**EXERCISE 1:** From the Feodosiya section below, extract the passage starting with "As a highly" and going on through "a smaller scale.".
**EXERCISE 2:**
Answer these from the Feodosiya section below:
(a) How far from Simferopol is Feodosiya, and in which direction?
(b) Who founded the city, and in what century?
(c) Who conquered it in the 1230s?

[TEXT SECTION]

As a highly prized getaway spot for Russian-speaking vacationers, Feodosiya's population swells in the late spring, summer, and early fall months.
Feodosiya is 100 km to the east of Simferopol. From the outskirts it looks like an urban industrial disaster but once past the factories it has a very nice old town. Very similar to Odessa in architecture but on a smaller scale.
The city was founded as Theodosia (Θεοδοσία) by Greek colonists from Miletos in the 6th century BC, destroyed by the Huns in the 4th century AD, refounded and remained a minor village for much of the next nine hundred years. It was at times part of the sphere of influence of the Khazars (excavations have revealed Khazar artifacts dating back to the 9th century) and of the Byzantine Empire. Like the rest of Crimea, this village fell under the domination of the Kipchaks, after which was conquered by the Mongols in the 1230s.

[/TEXT SECTION]
[GIVEN INFORMATION]

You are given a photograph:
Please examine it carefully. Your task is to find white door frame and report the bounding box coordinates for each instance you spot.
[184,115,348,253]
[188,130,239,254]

[/GIVEN INFORMATION]

**RESPONSE BOX 1:**
As a highly prized getaway spot for Russian-speaking vacationers, Feodosiya's population swells in the late spring, summer, and early fall months.
Feodosiya is 100 km to the east of Simferopol. From the outskirts it looks like an urban industrial disaster but once past the factories it has a very nice old town. Very similar to Odessa in architecture but on a smaller scale.

**RESPONSE BOX 2:**
(a) 100 km to the east.
(b) Greek colonists from Miletos, in the 6th century BC.
(c) The Mongols.